▸ **WHAT THIS TASK INVOLVES**: Reproduce all of the data that follows, character for character.

★ ★ ★ ★ ★

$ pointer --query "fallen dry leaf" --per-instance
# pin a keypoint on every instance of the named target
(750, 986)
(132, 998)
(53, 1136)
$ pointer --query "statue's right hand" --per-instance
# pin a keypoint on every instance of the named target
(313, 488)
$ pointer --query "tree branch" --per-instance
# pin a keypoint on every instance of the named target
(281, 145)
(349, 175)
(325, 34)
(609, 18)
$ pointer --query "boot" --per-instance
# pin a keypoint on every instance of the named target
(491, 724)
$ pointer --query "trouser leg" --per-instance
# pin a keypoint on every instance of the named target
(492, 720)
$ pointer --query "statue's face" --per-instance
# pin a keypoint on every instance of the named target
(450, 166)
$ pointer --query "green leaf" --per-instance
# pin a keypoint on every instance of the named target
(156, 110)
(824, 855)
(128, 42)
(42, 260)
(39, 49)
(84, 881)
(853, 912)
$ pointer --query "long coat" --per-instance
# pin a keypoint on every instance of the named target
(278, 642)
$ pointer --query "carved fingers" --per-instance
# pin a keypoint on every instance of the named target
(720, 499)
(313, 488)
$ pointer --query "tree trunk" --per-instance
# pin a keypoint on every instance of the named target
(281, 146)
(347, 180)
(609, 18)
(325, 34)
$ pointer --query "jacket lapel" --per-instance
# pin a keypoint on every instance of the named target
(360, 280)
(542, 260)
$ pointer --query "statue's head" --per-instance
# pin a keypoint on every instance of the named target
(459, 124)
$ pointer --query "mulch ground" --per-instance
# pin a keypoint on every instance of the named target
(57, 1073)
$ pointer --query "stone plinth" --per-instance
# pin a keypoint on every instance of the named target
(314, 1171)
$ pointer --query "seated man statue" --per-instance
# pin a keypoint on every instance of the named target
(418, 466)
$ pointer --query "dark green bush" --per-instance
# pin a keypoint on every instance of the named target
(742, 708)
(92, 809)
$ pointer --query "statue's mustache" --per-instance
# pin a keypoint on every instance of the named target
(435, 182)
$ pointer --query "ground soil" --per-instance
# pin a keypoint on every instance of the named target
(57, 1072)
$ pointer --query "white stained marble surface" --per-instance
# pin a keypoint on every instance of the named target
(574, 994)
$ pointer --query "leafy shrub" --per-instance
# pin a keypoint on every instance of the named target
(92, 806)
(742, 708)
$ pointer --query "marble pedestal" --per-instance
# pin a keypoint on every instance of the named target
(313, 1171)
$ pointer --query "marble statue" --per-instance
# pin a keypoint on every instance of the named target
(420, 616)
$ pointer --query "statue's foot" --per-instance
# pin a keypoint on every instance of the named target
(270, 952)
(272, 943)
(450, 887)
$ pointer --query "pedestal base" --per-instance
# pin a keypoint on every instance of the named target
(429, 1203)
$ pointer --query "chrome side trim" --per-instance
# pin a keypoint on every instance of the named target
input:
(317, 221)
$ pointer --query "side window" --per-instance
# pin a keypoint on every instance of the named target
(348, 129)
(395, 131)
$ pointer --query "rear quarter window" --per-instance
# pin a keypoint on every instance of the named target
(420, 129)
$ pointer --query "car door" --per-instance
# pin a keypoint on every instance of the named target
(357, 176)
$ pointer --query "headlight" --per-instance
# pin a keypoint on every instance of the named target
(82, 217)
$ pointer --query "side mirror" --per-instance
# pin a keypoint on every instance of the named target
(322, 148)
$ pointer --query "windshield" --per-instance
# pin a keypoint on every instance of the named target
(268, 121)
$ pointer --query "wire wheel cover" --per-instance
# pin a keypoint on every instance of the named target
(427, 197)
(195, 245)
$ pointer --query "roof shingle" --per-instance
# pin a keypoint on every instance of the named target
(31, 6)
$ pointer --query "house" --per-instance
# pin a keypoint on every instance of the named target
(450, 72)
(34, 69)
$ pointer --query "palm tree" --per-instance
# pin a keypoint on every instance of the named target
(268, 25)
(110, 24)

★ ★ ★ ★ ★

▸ **TASK ANSWER**:
$ pointer --query "fallen dry leaf" --per-instance
# pin a keypoint on every instance of the named target
(750, 986)
(132, 998)
(53, 1136)
$ pointer --query "statue's right hand" --per-instance
# pin a keypoint on every instance of the named target
(313, 488)
$ pointer --query "tree branch" --per-instance
# pin a keypoint on every instance of the named target
(281, 145)
(349, 175)
(325, 34)
(609, 18)
$ pointer --query "boot" --per-instance
# pin a keypoint on every instance of the named target
(491, 724)
$ pointer --query "trouser leg" --per-instance
# pin a keypoint on every instance of the named target
(492, 720)
$ pointer --query "statue's face" --per-instance
# pin a keypoint on every instance of the named target
(450, 166)
$ pointer --query "green leaf" --per-instance
# pin a keypoint on every instance of the named target
(156, 110)
(824, 855)
(128, 42)
(42, 260)
(39, 49)
(84, 881)
(853, 912)
$ pointer --query "long coat" --per-instance
# pin a keypoint on every instance of the named target
(278, 642)
$ pointer --query "carved fingers" --per-instance
# pin a keypoint on every instance of the named target
(720, 499)
(313, 488)
$ pointer --query "tree trunk" --per-instance
# pin a keypoint on every instance of the named target
(281, 146)
(347, 180)
(609, 18)
(325, 34)
$ pointer --query "jacket lapel" --per-instance
# pin a keypoint on every instance of the named target
(360, 280)
(542, 260)
$ pointer --query "statue's head" --per-instance
# pin a keypoint on every instance of the named target
(459, 124)
$ pointer --query "mulch ground" --per-instance
# pin a keypoint on every instance of the named target
(57, 1073)
$ pointer --query "stone plinth" --per-instance
# pin a keypoint on every instance of the named target
(314, 1171)
$ pointer --query "seated man statue" --per-instance
# pin a keypoint on every instance of the named target
(418, 466)
$ pointer --query "dark green bush" --per-instance
# pin a keypoint on every instance of the named target
(742, 708)
(92, 809)
$ pointer --query "statue's mustache" --per-instance
# pin a keypoint on every instance of the named target
(435, 182)
$ pointer --query "ground soil" --per-instance
# pin a keypoint on every instance of the named target
(57, 1072)
$ pointer --query "white stained marble surface" --per-instance
# pin a keypoint on every instance of the named target
(574, 994)
$ pointer --query "leafy shrub" --per-instance
# pin a keypoint on every instance of the named target
(92, 806)
(742, 708)
$ pointer --query "marble pedestal" --per-instance
# pin a keypoint on every instance of the named target
(313, 1171)
$ pointer --query "marble statue" --per-instance
# pin a keypoint on every instance of the named target
(420, 616)
$ pointer --query "statue's foot" --per-instance
# pin a keypoint on every instance of the named target
(270, 952)
(272, 943)
(450, 887)
$ pointer --query "pedestal base" --per-instance
# pin a keypoint on every instance of the named target
(429, 1203)
$ pointer --query "chrome side trim" --per-instance
# pin a keypoint on every instance of the named target
input:
(317, 221)
$ pointer --query "side window" --per-instance
# pin a keypoint on every instance of the named target
(348, 129)
(395, 131)
$ pointer --query "rear quarter window" --per-instance
# pin a keypoint on every instance of the named target
(420, 129)
$ pointer --query "car door" --per-instance
# pin a keypoint on every instance of the named target
(357, 176)
$ pointer --query "headlight" --per-instance
# pin a keypoint on every instance of the named target
(82, 217)
$ pointer --query "side mirror" --per-instance
# pin a keypoint on every instance of the named target
(322, 148)
$ pointer --query "windshield" --per-instance
# pin a keypoint on every instance of the named target
(268, 121)
$ pointer --query "wire wheel cover" --per-instance
# pin a keypoint on every instance of the named target
(427, 197)
(195, 245)
$ pointer --query "roof shingle" --per-instance
# pin a keypoint on every instance of the named target
(31, 6)
$ pointer --query "house" --per-instance
# pin a keypoint on every instance of the named target
(450, 72)
(34, 69)
$ pointer --query "palm tree" --per-instance
# pin a keypoint on every instance of the named target
(268, 25)
(110, 24)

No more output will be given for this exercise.